Document extract –
>>>>

Hung out again with LJL. We had sushi in the Village and had a few drinks at a place with a 3 drink maxiumum. No joke. There is the magic number at which they will stop serving you alcohol. During the course of the evening she made a point that only resonated with me later. She asked me what I want, what are my goals. And I can only articulate them in the vaguest of ways. I would define a good life for me as a life that is useful and a life that is meaningful. I try to tell myself that it will happen someday - that perhaps it is happening right now and I just don't realize it. I try to tell myself a lot of things. I am a glass-half-empty kind of girl struggling to think my way into seeing things in a glass-half full way.

At this point she asked me what I believe in. She said that believing in something would help me accomplish what I want. And the next day I realized that she had hit at the core of my problem. Something so obvious that I am amazed that I never saw it before. You have to believe in something to live a meaningful life. Your life is meaningful when lived in accordance with and as an expression of what you believe.

So me not believing or at least not knowing what it is that I believe in ... of course I feel lost and I don't know what it is that I should be doing. I can't bring myself to believe. I don't know what I believe and that is key to the equation. LJL, she is very wise, y'know?

<<<<

[Data items]
>>>>

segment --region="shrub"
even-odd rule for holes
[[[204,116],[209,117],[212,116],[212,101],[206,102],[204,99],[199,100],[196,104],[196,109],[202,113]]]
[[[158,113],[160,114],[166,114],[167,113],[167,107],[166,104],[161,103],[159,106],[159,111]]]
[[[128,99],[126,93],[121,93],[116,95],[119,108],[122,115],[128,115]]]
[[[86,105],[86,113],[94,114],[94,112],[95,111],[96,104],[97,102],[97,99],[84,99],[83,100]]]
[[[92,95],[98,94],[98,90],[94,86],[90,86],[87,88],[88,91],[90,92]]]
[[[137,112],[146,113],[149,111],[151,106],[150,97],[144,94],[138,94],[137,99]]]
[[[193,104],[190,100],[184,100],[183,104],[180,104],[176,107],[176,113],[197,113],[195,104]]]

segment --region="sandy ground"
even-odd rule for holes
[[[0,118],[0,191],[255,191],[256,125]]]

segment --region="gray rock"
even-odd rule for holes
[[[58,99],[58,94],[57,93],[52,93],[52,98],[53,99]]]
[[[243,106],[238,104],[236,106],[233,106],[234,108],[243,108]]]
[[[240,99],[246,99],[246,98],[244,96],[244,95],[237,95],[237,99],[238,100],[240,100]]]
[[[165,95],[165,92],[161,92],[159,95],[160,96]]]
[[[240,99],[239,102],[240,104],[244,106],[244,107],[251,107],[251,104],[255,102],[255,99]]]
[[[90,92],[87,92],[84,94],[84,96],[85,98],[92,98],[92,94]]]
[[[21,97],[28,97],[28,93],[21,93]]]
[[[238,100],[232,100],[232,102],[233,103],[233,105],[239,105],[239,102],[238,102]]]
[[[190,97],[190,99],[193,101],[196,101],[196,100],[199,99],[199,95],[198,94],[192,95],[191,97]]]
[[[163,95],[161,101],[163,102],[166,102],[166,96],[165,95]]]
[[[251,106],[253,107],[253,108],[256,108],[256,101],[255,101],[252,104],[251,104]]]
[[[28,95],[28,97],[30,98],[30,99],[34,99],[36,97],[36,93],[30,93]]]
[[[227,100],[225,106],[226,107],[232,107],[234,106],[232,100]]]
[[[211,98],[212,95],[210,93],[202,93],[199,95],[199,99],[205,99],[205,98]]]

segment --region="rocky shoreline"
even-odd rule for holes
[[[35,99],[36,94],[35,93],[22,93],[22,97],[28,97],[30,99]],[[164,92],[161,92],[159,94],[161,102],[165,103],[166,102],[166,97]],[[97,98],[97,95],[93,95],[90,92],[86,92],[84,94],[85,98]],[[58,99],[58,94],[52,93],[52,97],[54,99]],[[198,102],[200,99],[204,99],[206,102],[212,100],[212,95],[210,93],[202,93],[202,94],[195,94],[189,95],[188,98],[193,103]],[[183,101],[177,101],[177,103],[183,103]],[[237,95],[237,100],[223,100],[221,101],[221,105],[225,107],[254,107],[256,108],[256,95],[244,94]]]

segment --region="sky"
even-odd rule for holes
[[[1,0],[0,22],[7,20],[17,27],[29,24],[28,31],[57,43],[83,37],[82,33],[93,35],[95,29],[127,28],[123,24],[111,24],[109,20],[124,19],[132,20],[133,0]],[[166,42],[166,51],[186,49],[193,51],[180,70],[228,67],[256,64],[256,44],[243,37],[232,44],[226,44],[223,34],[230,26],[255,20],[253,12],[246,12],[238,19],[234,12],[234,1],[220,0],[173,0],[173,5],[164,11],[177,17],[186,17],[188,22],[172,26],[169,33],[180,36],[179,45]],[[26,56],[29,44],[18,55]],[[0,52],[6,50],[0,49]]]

<<<<

Required work –
A: Set down the passage on belief and a meaningful life word for word, between "At this point" and "what you believe.", inclusive.
B: Count the lines in the records that contain the string "region", and give only the number.

Results of the tasks –
A:
At this point she asked me what I believe in. She said that believing in something would help me accomplish what I want. And the next day I realized that she had hit at the core of my problem. Something so obvious that I am amazed that I never saw it before. You have to believe in something to live a meaningful life. Your life is meaningful when lived in accordance with and as an expression of what you believe.

B: 5